WHAT NEEDS TO BE DONE >> Read the lines below. Copy out any that hold the string "rock".

◇ ◇ ◇ ◇

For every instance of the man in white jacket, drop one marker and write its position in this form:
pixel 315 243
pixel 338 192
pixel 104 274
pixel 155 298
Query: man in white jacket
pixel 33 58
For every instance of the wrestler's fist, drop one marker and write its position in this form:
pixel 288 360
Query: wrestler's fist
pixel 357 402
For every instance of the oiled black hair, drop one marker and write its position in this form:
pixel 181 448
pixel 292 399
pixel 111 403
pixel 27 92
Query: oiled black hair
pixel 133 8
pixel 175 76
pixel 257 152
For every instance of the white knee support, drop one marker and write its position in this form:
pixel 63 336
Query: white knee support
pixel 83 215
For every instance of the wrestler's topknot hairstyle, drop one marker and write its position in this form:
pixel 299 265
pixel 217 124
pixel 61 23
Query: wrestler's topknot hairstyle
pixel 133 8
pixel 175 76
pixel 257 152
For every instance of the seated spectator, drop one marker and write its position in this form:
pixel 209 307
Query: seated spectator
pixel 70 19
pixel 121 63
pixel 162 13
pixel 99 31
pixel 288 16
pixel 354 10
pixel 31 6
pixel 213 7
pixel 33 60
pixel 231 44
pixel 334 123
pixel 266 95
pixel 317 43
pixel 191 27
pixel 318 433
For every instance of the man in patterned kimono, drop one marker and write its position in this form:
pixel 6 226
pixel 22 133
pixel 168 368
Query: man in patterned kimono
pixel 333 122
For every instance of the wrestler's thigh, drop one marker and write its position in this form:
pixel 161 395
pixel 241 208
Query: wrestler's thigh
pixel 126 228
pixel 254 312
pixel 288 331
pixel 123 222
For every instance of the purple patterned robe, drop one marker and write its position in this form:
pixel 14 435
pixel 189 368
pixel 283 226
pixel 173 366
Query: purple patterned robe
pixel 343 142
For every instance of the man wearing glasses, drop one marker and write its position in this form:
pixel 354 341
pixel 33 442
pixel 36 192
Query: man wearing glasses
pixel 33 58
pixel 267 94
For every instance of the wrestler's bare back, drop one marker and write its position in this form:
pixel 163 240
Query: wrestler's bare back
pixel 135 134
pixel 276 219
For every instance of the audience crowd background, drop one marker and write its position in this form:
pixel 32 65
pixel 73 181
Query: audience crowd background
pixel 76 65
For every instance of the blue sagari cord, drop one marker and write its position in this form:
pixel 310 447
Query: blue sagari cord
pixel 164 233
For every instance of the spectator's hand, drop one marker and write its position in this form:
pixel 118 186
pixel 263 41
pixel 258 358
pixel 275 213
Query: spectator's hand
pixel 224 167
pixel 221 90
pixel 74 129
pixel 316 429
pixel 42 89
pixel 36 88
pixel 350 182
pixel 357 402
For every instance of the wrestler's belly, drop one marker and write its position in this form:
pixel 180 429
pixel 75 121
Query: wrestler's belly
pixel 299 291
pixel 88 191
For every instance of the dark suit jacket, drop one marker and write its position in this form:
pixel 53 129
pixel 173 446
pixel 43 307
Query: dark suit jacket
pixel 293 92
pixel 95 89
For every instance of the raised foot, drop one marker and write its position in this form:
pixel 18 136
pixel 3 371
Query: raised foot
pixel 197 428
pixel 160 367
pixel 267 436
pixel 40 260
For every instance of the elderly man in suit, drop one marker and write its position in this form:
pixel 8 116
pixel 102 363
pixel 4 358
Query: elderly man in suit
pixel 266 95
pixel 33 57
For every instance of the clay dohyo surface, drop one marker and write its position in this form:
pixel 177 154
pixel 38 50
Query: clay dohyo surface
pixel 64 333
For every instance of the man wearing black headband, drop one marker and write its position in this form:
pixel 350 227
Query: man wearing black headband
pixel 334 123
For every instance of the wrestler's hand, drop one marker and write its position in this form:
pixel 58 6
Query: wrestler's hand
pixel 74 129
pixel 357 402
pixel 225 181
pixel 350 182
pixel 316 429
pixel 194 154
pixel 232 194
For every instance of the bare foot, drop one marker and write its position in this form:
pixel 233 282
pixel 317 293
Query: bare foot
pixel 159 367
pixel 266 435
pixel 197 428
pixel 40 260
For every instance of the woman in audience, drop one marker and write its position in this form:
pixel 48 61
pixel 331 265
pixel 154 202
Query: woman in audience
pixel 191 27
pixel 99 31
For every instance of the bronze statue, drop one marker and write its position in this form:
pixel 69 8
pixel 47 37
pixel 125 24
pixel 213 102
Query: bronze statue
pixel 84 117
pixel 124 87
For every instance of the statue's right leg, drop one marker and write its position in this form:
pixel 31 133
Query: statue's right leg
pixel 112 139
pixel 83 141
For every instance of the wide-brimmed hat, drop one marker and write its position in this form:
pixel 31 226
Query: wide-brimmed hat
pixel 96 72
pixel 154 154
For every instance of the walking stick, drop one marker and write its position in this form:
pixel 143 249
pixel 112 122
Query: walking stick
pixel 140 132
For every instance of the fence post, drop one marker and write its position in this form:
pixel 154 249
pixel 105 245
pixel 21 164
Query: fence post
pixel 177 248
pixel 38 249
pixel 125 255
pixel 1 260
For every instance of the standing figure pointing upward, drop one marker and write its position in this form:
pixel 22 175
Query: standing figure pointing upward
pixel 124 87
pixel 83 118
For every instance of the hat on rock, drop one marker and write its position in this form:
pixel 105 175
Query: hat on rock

◇ ◇ ◇ ◇

ANSWER BOX >>
For every instance of the hat on rock, drop one marker and write its position in this form:
Query: hat on rock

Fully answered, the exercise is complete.